Exercise directions
Count the lines below holding "pool" and answer with that number only.

Source data
=== Section Start ===

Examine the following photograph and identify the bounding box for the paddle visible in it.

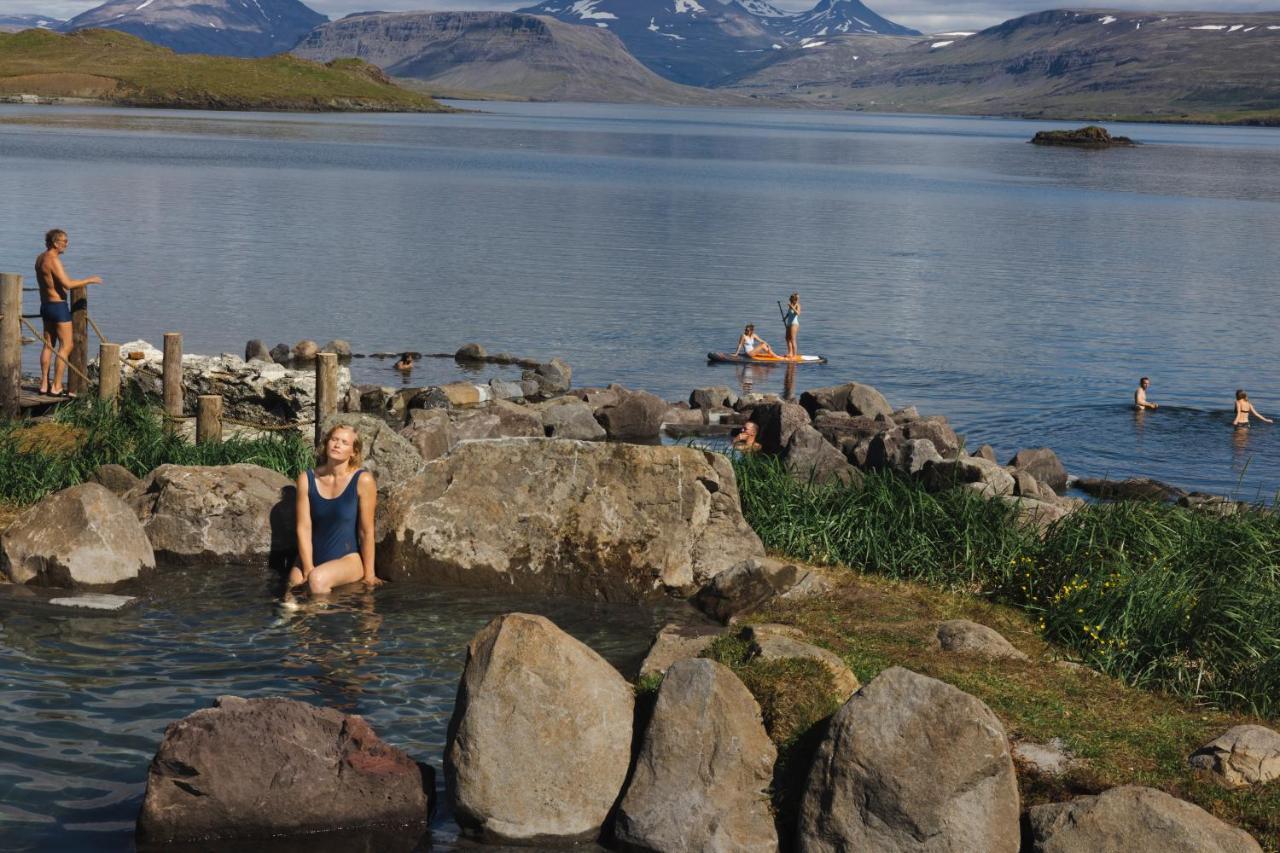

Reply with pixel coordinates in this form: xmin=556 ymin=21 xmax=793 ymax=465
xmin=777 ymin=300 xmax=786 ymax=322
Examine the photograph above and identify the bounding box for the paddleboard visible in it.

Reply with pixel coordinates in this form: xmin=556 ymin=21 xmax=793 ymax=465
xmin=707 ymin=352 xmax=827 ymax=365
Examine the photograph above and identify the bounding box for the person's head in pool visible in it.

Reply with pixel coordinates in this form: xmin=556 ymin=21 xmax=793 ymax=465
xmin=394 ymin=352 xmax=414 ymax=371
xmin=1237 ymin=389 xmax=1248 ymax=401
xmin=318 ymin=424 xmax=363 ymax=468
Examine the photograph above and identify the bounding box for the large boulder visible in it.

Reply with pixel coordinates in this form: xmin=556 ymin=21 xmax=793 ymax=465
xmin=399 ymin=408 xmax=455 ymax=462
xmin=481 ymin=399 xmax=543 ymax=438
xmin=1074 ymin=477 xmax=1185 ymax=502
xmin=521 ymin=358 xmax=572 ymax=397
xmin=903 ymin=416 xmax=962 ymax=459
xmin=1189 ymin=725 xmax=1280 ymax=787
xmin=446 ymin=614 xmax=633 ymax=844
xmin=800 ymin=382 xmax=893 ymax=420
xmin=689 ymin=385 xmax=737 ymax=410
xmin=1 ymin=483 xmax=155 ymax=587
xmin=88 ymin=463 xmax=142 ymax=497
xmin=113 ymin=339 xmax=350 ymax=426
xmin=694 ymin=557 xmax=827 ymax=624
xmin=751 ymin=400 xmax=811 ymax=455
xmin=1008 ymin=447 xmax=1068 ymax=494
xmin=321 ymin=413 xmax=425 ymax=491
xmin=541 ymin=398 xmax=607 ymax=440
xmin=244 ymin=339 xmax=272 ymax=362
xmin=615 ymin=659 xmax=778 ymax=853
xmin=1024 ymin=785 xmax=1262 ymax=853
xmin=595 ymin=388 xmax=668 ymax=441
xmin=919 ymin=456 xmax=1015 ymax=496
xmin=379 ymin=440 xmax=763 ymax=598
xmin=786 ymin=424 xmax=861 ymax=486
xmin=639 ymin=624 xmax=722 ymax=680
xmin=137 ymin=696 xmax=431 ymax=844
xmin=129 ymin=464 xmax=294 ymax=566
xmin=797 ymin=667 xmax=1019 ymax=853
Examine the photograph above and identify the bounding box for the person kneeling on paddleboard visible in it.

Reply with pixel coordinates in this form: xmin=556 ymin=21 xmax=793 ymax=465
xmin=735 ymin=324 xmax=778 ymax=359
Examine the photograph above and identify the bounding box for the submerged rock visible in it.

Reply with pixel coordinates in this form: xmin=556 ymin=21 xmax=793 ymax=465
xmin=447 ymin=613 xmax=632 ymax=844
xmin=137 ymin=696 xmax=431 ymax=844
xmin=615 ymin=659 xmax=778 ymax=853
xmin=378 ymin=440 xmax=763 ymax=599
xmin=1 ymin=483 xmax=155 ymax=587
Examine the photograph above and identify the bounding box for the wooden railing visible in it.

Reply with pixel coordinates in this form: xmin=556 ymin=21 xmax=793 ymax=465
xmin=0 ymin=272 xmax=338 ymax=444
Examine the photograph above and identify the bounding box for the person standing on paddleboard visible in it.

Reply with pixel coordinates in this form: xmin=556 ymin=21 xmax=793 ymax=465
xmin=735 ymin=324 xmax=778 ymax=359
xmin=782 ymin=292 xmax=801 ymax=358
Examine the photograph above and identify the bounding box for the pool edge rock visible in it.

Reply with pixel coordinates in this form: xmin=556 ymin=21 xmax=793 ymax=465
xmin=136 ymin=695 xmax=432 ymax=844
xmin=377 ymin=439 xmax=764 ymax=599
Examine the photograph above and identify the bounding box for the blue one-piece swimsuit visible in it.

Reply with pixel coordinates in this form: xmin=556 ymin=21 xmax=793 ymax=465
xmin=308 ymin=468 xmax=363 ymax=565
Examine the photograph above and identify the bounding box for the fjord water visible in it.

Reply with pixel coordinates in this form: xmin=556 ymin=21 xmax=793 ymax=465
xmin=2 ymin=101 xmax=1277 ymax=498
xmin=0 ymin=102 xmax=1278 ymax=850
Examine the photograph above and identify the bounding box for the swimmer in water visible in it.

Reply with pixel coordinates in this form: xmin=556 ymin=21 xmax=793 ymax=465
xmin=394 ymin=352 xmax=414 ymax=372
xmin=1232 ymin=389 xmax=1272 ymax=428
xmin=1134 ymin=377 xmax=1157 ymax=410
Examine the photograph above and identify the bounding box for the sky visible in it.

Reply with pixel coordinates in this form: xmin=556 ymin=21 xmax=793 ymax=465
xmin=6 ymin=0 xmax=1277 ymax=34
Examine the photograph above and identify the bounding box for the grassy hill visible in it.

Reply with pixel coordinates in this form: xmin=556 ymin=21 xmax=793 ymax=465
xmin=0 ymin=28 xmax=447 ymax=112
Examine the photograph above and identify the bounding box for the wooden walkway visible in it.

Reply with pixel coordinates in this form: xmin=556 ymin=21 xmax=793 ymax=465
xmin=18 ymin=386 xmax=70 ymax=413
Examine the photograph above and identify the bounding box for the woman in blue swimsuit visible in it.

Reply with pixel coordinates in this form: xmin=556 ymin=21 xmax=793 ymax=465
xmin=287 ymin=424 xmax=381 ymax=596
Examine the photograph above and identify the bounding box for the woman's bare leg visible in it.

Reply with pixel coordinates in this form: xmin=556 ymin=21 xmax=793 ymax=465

=== Section End ===

Task result
2